- Supplied records -
◆ ◆ ◆ ◆ ◆
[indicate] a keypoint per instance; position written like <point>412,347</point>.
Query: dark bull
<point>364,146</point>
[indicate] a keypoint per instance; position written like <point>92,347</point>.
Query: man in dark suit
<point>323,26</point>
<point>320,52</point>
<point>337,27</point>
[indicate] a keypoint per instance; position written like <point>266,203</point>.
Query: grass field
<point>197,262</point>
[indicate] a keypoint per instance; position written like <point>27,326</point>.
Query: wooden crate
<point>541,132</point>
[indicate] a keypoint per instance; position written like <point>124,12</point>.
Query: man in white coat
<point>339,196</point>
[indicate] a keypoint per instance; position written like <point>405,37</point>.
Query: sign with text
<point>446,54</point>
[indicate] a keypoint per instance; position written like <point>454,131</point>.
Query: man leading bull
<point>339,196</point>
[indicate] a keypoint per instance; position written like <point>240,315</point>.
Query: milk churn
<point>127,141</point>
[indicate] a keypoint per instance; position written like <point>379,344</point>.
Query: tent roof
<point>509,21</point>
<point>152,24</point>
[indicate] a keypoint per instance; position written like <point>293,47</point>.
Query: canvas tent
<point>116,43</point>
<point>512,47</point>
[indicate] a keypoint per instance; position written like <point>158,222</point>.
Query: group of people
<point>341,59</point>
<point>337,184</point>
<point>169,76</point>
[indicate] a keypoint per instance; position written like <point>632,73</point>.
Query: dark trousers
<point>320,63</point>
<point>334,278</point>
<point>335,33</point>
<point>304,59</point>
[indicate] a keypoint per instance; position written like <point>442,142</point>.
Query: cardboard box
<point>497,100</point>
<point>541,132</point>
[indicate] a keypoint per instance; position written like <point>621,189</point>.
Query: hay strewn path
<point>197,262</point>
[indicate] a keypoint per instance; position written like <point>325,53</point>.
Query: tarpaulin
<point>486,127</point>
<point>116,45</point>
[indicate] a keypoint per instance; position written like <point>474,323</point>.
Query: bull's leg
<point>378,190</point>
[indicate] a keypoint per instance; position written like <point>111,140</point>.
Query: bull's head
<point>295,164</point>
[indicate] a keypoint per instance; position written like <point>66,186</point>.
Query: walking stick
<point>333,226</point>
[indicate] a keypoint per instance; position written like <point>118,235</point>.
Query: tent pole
◆ ◆ ◆ ◆ ◆
- Written problem -
Extract every line of the data above and reproduce each one verbatim, in its original order.

- Result of the task -
[indicate] a keypoint per instance; position written like <point>412,347</point>.
Query: dark bull
<point>364,146</point>
[indicate] a keypoint per instance; position written like <point>92,347</point>.
Query: man in dark suit
<point>323,26</point>
<point>320,52</point>
<point>337,27</point>
[indicate] a keypoint per instance; position written like <point>266,203</point>.
Query: grass field
<point>197,262</point>
[indicate] a keypoint per instance; position written like <point>27,326</point>.
Query: wooden crate
<point>541,132</point>
[indicate] a keypoint per instance; position written like <point>124,12</point>.
Query: man in white coat
<point>339,196</point>
[indicate] a keypoint per instance; position written like <point>405,37</point>.
Query: sign with text
<point>446,54</point>
[indicate] a keypoint per instance; position written like <point>454,131</point>.
Query: man leading bull
<point>339,196</point>
[indicate] a keypoint per instance; position written like <point>240,315</point>.
Query: milk churn
<point>127,141</point>
[indicate] a keypoint per instance; position written like <point>379,344</point>.
Query: tent roof
<point>509,21</point>
<point>152,24</point>
[indicate] a keypoint per instance; position written like <point>293,47</point>.
Query: canvas tent
<point>116,43</point>
<point>512,47</point>
[indicate] a keypoint per instance; position written like <point>158,222</point>.
Query: group of people
<point>341,59</point>
<point>337,184</point>
<point>169,76</point>
[indicate] a keypoint per instance; position written like <point>632,73</point>.
Query: dark trousers
<point>320,63</point>
<point>334,278</point>
<point>335,33</point>
<point>304,59</point>
[indicate] a keypoint per instance; position written like <point>442,142</point>.
Query: cardboard box
<point>497,100</point>
<point>541,132</point>
[indicate] a keypoint per instance; position written like <point>621,189</point>.
Query: hay strewn path
<point>197,262</point>
[indicate] a keypoint per instance; position written like <point>325,53</point>.
Query: tarpaulin
<point>486,127</point>
<point>116,45</point>
[indicate] a keypoint per instance; position written like <point>474,323</point>.
Query: bull's leg
<point>378,190</point>
[indicate] a keypoint per instance; position written like <point>111,140</point>.
Query: bull's head
<point>295,164</point>
[indicate] a keypoint per instance; position written like <point>66,186</point>.
Query: walking stick
<point>333,226</point>
[indicate] a keypoint per instance; position written like <point>118,235</point>.
Query: tent pole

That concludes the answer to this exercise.